Task directions
Reproduce every record below exactly as written, but leave out any pictures.

Extracted entries
* * * * * * * * *
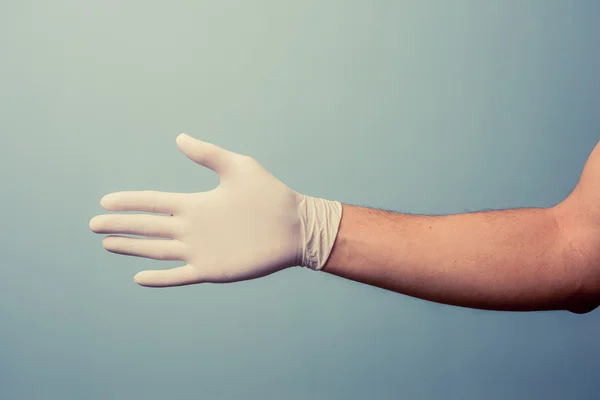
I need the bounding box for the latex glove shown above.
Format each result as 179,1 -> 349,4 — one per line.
89,133 -> 342,287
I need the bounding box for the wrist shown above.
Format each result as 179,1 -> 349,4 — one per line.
297,195 -> 343,270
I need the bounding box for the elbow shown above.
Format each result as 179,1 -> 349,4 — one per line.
552,204 -> 600,315
566,243 -> 600,314
564,255 -> 600,314
564,259 -> 600,314
567,303 -> 598,314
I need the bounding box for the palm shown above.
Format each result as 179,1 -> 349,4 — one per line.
177,161 -> 303,283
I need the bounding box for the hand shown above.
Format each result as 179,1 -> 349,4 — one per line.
89,133 -> 327,287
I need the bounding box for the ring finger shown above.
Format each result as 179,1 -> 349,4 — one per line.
102,235 -> 187,261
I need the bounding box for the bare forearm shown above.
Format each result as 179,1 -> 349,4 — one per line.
321,204 -> 585,312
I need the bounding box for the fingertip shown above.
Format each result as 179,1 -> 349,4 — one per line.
88,216 -> 99,232
134,271 -> 147,286
100,194 -> 112,209
134,271 -> 162,287
176,133 -> 189,145
102,235 -> 118,249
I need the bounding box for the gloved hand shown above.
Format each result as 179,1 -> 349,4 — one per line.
89,133 -> 343,287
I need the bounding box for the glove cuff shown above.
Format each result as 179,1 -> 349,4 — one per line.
298,195 -> 343,271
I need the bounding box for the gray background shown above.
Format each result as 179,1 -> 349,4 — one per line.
1,1 -> 599,399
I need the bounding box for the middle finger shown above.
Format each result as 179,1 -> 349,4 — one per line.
89,214 -> 180,238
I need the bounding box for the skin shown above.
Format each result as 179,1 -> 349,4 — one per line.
321,141 -> 600,314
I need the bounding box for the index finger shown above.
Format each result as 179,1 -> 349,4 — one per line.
100,190 -> 184,214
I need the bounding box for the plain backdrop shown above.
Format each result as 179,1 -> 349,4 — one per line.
1,1 -> 599,399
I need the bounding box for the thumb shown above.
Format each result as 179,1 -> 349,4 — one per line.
176,133 -> 235,175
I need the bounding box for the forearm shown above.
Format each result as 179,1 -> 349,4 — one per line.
321,204 -> 586,312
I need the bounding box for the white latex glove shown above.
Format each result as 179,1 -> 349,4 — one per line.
89,133 -> 343,287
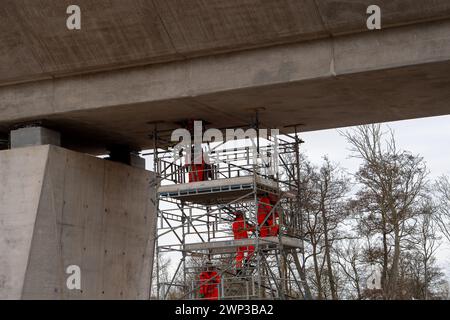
* * * * * * * * *
Response
I need the bounding box for the latex glove shown above.
Format each result as 179,1 -> 349,4 — one per line.
89,133 -> 342,287
I need the bounding box for the wrist shown above.
Format each result as 179,1 -> 349,4 — one per line.
297,195 -> 343,270
I need the bounding box for the elbow shown above.
Format each result as 179,1 -> 349,4 — one per line.
552,204 -> 600,315
566,243 -> 600,314
564,255 -> 600,314
564,259 -> 600,314
567,303 -> 598,314
I need the bounding box for the palm shown above.
Format each result as 179,1 -> 349,4 — one per line.
177,161 -> 303,283
I need the bounding box for the hand shown above.
Format each result as 179,1 -> 349,4 — one per line.
89,133 -> 327,287
I need the bounding box for the ring finger shown above.
Format each result as 179,1 -> 349,4 — one per line.
102,235 -> 187,261
I need the bounding box for the bare forearm shown above.
Format each result as 179,1 -> 349,4 — one per line.
321,204 -> 585,312
I need the bounding box for the fingertip shown above.
Format each result as 179,1 -> 349,4 — one per line.
88,216 -> 99,232
134,271 -> 147,286
100,194 -> 112,209
134,271 -> 162,287
176,133 -> 189,145
102,235 -> 118,249
I need the bounding box for the gloved hand shown above.
Format each result as 179,1 -> 349,4 — one per line.
89,133 -> 343,287
I need the bounding box for the glove cuff shown above.
Format each result as 179,1 -> 349,4 — one per line.
298,195 -> 343,271
I need the bounding box for the gray background shown above.
Format each result as 179,1 -> 349,4 — one per line.
1,1 -> 599,399
I need the bounding box for the middle finger shown above.
Format each result as 179,1 -> 349,4 — one per line.
89,214 -> 180,238
I need the bounding box for the skin shown above.
Format each result as 179,1 -> 349,4 — one per line.
321,141 -> 600,314
I need the bounding box for the index finger shown above.
Format each result as 179,1 -> 349,4 — one per line.
100,190 -> 184,214
I need the bounding box for the plain backdrop shown above.
Format each result as 179,1 -> 349,4 — one per line.
1,1 -> 599,399
I need the bounding box for the thumb shown above.
Format each result as 179,1 -> 349,4 — one per line.
176,133 -> 235,175
I need the bounding box for the forearm shown above.
Format each result as 179,1 -> 349,4 — one per line.
321,204 -> 586,312
I need the bounding box for the white latex glove shown above.
Format each result as 179,1 -> 349,4 — one per line.
89,133 -> 343,287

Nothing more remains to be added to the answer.